• [PROBLEM DESCRIPTION]:
Transcribe verbatim every line from the line containing "Drop one marker on each instance of the small sign" to the end of the entries, including both endpoints. Output nothing beyond those lines.

— BEGIN PROVIDED INFORMATION —

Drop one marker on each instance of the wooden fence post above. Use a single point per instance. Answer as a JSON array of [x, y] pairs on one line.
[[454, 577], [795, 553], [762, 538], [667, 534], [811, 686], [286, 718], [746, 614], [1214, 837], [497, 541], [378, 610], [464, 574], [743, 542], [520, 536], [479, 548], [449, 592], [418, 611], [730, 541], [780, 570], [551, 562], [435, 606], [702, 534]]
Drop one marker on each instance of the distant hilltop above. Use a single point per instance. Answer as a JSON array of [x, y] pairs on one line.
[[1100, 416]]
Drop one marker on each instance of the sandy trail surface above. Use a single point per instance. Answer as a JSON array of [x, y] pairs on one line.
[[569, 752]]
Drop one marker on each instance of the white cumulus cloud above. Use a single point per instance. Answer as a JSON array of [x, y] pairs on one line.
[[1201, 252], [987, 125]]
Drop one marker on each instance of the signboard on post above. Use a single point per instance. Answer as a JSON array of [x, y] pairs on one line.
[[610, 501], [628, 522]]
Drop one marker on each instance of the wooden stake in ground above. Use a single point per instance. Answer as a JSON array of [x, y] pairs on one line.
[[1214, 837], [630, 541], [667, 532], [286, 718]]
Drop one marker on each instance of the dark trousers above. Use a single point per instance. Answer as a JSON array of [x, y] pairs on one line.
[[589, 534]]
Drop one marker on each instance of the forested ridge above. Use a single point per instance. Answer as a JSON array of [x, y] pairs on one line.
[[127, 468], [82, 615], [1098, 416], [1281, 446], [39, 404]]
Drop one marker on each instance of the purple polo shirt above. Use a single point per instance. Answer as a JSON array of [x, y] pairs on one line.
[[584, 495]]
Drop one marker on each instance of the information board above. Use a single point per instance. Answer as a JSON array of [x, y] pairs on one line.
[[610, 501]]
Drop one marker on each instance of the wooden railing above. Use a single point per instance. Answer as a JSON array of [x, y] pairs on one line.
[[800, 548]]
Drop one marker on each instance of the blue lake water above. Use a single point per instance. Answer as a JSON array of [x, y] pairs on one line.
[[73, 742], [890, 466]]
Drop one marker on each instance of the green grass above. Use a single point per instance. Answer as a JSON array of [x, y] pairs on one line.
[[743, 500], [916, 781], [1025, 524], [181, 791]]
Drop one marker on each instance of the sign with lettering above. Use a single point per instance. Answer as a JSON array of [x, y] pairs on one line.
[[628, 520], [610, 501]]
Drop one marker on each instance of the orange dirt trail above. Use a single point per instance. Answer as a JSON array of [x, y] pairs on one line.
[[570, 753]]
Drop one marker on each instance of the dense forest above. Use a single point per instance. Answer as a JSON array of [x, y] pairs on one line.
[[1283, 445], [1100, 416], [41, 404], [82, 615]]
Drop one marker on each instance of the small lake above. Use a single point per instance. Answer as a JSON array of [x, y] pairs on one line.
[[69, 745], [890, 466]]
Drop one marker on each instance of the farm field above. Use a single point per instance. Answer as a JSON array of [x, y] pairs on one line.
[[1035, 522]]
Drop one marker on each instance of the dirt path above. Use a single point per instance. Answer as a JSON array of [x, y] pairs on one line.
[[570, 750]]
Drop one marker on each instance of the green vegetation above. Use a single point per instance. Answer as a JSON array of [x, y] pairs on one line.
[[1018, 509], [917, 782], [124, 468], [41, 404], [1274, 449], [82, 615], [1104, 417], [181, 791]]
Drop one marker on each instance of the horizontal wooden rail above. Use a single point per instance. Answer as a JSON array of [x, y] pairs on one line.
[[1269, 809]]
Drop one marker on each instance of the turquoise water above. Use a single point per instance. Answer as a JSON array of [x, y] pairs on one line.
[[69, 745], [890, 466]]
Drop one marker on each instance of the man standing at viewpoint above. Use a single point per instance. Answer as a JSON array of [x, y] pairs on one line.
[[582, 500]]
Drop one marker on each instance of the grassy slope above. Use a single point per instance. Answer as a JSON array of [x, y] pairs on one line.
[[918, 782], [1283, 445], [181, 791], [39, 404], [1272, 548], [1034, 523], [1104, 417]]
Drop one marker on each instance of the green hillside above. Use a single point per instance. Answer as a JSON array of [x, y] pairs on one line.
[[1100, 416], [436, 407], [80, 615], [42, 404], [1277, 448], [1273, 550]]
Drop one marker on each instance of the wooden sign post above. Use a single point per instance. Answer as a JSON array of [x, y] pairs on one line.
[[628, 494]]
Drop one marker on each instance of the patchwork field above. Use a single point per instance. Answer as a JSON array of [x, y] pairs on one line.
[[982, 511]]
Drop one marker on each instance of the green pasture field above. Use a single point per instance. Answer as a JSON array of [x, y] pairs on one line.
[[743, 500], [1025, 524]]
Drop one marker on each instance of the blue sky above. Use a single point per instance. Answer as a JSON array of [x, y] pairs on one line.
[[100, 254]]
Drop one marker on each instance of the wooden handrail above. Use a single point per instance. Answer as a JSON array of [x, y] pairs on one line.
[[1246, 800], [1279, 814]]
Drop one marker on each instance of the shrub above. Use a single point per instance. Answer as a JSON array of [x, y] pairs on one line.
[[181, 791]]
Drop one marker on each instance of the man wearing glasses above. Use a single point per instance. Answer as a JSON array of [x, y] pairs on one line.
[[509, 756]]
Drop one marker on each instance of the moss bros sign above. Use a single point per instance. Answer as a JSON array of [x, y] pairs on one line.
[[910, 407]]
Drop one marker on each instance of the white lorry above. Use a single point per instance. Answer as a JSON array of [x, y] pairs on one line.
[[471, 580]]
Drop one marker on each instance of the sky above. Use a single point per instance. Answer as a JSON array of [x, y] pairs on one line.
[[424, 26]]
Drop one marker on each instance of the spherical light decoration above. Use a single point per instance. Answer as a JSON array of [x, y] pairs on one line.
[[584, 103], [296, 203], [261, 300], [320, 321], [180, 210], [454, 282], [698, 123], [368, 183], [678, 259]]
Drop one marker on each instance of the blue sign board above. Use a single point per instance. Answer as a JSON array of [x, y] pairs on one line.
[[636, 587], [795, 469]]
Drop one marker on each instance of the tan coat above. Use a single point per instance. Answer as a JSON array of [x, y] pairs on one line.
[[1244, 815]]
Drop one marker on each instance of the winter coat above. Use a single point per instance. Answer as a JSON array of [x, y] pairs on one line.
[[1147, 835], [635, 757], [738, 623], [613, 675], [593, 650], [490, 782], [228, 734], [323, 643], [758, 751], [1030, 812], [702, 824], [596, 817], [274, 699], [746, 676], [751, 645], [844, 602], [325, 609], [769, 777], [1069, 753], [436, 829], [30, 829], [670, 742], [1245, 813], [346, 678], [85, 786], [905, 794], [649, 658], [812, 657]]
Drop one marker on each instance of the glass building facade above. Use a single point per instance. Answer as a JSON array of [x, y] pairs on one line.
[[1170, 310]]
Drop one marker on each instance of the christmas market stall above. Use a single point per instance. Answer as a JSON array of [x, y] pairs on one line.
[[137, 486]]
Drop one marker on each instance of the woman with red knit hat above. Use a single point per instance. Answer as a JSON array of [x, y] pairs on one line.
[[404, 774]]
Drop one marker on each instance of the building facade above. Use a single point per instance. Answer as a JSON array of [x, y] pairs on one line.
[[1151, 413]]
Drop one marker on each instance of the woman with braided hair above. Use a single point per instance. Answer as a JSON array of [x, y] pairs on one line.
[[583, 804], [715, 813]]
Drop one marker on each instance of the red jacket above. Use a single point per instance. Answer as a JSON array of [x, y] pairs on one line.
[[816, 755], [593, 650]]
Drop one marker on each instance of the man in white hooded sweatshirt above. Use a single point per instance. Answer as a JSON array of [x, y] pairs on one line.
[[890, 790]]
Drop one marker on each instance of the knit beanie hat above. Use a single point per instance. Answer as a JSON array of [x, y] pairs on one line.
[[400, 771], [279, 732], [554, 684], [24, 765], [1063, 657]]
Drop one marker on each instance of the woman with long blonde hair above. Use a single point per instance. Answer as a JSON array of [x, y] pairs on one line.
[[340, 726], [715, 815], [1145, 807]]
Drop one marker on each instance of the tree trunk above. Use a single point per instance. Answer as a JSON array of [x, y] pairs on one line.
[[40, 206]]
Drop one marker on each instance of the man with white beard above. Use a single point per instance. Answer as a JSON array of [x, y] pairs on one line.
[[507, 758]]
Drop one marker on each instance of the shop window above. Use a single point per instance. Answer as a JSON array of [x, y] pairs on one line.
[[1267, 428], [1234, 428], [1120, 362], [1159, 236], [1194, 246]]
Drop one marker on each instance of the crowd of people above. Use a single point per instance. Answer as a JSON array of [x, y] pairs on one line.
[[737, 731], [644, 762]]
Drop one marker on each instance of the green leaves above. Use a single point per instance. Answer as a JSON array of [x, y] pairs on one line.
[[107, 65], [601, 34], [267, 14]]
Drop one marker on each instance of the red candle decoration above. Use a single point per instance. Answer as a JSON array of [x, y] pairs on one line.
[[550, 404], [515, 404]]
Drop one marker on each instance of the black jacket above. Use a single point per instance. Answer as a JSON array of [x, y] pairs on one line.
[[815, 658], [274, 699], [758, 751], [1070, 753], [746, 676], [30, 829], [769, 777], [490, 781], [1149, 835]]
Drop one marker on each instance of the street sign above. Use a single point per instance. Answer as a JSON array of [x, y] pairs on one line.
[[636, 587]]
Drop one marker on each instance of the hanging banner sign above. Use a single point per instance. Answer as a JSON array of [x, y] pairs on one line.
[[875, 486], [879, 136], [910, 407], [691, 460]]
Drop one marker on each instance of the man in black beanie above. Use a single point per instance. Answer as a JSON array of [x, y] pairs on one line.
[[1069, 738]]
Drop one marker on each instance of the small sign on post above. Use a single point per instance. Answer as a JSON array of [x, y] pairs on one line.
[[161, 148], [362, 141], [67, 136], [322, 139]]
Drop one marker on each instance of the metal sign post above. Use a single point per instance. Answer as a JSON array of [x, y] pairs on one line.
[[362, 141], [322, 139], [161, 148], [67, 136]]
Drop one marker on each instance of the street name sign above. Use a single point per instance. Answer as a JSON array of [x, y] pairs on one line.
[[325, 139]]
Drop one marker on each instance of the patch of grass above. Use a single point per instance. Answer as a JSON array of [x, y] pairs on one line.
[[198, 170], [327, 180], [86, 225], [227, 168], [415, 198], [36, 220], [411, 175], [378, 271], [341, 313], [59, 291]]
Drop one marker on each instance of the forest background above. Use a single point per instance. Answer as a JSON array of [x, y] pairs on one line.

— END PROVIDED INFORMATION —

• [TASK RESPONSE]:
Drop one marker on each instance of the small sign on post above. Use a single point per instance. Answer as a JSON array of [x, y] pairs on one line.
[[161, 148], [362, 141], [67, 136], [322, 139]]
Drop one marker on each instance of the metal sign post above. Use a single point per instance. Answer as a JSON array of [x, y] pairs on one line.
[[362, 141], [322, 139], [161, 148], [67, 136]]
Drop one marker on each instance of the street name sign above. Use a single point per instance. Answer as a JSON array of [x, y] pairs on one line.
[[325, 139]]
Drop one marker on each instance of the patch of grass above. Use a single point per instance. Answer as a JSON array of [x, y] pairs on one line.
[[198, 170], [327, 180], [86, 225], [227, 168], [415, 198], [36, 220], [411, 175], [378, 271], [341, 313], [59, 291]]
Drop one marker on each instance of the forest background above. Use a single point per instance. Answer as a JSON array of [x, y] pairs on one line.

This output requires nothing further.